Local Authorities and social care, set up to fail

These findings by ADASS, underscore that local Government finances are not where they need to be to deliver a social care system fit for the future.

Care England, the largest and most diverse representative body for independent providers of adult social care in England, has today welcomed the publication of the ADASS Spring Survey but has expressed deep concern at the findings.  
Professor Martin Green OBE, Chief Executive of Care England, says:
“These survey results indicate that although the short-term funding boosts from Government have helped reduce the number of people waiting for care and increased support for people at home, this is simply not enough. Local Authorities have been set up to fail by Government. Whilst they have been allocated a £2.3bn share of the Social Care Grant, combined with £562m from the Market Sustainability and Improvement Fund, Local Authorities have been required to deliver £806m in savings to their budgets, provision £692m of additional funding in 2023/24 to demographic pressures and will incur a cost of £1.8bn to deliver the National Living Wage increase in 2023/24. Consequently, Local Authorities are starting from a £400m deficit, before they even look to address staffing, inflation and wider cost pressures. Whilst it is incredibly welcome that 94% of Local Authorities chose to take up adult social care precept for 2023/24, Local Authorities are operating on a shoestring and require significant investment from central Government. Without intervention, we face an uncertain future. The survey highlights the increasing number of providers closing, ceasing trading or handing back council contracts. The warning lights have never been brighter for the Government.” 
The ADASS Spring Survey, published on 21 June, outlines that most English councils are not confident they can offer the minimum social care support in their communities required by law, according to the new research.
To improve social care, boost our economy and enable carers to continue working, social care leaders are calling on the Government to commit to:

  • Invest in support that helps people avoid the need to go to hospital or a care home, and support for people to recover, get back on their feet and back home after hospital during this winter
  • Increase support to carers and improve workforce pay: international recruitment is not a long term fix
  • A fully funded, long-term plan to transform social care to ensure everyone in England can get the care and support they need when they need it.

> **INFORMATION SUPPLIED**
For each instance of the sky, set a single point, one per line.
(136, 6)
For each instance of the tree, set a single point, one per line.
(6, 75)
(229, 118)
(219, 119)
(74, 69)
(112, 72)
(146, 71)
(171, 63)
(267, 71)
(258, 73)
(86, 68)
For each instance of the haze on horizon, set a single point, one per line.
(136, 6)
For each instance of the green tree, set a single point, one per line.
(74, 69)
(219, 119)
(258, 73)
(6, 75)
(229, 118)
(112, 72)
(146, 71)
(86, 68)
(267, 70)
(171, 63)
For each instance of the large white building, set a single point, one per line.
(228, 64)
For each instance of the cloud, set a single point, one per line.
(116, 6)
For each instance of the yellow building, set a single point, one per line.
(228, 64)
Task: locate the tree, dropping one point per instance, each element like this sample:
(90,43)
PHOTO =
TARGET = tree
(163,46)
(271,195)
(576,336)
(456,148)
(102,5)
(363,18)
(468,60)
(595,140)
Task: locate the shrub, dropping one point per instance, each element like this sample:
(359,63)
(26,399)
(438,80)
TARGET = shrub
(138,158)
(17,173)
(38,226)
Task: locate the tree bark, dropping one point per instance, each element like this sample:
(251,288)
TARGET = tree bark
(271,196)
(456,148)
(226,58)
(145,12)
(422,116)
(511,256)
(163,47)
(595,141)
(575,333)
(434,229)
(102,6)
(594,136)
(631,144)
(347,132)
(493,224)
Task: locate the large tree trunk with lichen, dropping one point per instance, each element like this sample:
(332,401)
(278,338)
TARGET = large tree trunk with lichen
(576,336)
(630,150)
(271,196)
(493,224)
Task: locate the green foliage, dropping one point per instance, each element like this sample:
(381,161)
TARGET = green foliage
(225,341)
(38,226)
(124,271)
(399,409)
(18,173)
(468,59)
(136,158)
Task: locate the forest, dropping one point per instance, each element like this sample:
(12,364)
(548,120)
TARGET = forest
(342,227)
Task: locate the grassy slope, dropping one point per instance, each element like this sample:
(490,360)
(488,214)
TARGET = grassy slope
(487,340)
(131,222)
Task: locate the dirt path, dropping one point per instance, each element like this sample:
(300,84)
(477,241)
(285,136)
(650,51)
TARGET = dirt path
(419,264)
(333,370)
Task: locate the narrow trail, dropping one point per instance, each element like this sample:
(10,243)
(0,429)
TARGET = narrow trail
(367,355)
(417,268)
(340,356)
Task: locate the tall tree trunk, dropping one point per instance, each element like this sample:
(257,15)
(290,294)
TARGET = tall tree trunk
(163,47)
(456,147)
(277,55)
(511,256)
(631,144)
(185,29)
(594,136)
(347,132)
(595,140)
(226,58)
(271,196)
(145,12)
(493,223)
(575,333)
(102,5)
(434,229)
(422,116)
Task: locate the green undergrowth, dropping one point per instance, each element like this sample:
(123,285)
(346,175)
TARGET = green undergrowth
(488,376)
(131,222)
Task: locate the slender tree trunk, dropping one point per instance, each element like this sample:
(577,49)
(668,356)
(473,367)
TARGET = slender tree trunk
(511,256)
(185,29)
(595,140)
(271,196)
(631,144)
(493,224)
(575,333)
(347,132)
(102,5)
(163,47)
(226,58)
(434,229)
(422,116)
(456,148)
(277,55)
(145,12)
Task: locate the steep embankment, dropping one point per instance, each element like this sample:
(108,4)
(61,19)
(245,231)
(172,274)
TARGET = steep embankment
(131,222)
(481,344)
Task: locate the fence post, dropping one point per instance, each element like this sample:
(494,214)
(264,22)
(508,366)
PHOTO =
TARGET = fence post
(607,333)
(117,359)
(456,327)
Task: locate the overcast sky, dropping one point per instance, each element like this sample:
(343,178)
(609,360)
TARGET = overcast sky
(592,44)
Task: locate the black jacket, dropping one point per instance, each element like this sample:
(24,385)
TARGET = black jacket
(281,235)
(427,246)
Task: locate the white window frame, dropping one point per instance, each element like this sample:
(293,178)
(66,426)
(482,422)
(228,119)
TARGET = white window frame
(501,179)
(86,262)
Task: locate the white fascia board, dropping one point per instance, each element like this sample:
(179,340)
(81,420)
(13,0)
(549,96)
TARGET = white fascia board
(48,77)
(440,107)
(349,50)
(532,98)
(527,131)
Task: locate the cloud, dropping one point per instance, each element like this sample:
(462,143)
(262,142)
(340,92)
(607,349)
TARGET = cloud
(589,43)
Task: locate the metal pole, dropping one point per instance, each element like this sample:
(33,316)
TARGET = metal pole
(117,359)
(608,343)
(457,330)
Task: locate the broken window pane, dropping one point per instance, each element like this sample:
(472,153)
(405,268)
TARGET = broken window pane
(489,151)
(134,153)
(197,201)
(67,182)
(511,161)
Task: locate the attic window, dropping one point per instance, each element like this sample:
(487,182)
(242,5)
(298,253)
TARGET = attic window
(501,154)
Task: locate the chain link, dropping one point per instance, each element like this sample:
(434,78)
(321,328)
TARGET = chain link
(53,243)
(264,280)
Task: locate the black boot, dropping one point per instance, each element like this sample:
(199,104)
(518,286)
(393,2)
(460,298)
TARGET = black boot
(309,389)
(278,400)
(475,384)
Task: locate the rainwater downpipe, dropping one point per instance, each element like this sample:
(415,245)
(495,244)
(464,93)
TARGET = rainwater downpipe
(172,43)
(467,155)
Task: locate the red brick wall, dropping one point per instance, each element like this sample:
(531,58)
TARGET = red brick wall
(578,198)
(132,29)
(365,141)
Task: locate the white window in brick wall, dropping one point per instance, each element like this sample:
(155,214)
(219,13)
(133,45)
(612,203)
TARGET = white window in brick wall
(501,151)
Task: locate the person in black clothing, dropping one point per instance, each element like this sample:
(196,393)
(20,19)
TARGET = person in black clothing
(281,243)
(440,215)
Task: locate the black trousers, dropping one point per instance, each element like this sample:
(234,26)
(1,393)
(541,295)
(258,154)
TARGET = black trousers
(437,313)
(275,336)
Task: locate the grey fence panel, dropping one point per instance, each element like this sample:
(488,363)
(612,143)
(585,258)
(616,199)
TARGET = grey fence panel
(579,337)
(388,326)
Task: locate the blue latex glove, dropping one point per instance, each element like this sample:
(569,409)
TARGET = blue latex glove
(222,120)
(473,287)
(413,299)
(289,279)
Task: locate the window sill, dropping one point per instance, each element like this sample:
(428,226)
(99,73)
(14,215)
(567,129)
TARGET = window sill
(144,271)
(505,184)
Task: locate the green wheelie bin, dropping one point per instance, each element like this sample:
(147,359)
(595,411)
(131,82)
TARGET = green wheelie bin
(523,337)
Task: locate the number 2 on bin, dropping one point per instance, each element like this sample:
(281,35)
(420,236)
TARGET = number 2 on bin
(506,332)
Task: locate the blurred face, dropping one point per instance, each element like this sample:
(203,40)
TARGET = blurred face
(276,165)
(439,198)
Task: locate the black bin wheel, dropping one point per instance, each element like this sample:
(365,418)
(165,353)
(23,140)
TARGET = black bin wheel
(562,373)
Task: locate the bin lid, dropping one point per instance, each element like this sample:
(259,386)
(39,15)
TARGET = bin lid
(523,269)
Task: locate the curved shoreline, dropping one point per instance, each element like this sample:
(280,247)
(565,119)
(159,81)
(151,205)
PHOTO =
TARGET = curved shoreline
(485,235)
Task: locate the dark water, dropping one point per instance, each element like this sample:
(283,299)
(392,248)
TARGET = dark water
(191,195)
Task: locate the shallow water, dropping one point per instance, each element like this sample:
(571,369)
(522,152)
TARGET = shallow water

> **WORK INSTRUCTIONS**
- A) In the Care England statement on social care funding, what percentage of Local Authorities took up the adult social care precept for 2023/24?
- B) Extend the Care England statement on social care funding with a paragraph that follows on after its final bullet point.

> **PER-TASK ANSWERS**
- A) 94%

- B)
To read the full report, please visit the ADASS website here: Adass
Martin Green continues:
“The future sustainability of the adult social care sector is tied to the sustainability of local Government. These findings underscore that local Government finances are not where they need to be to deliver a social care system fit for the future. There is a clear agreement that Government funds are making a difference, but far more is required. We need the political will to drive a sustainable market forward. It is promising that many of our messages have been supported by the findings of this survey. Not least, is the need to deliver a sustainable workforce. Earlier this year, we also recommended that the Government develops a pay framework to establish a minimum care wage, above the level of the NLW and tied to NHS band 3. Significantly, as a part of the pay framework, the Government aligns benefits, terms and conditions for care staff with those in the NHS, including pensions, statutory sick pay, holiday entitlements and access to training courses, the cost of which should be reflected in the Fair Cost of Care and funded by the Local Authority. Today’s survey findings indicate that almost all NHS leaders believe that paying the care workforce more would be an effective means of supporting the challenges that are currently facing the social care sector.”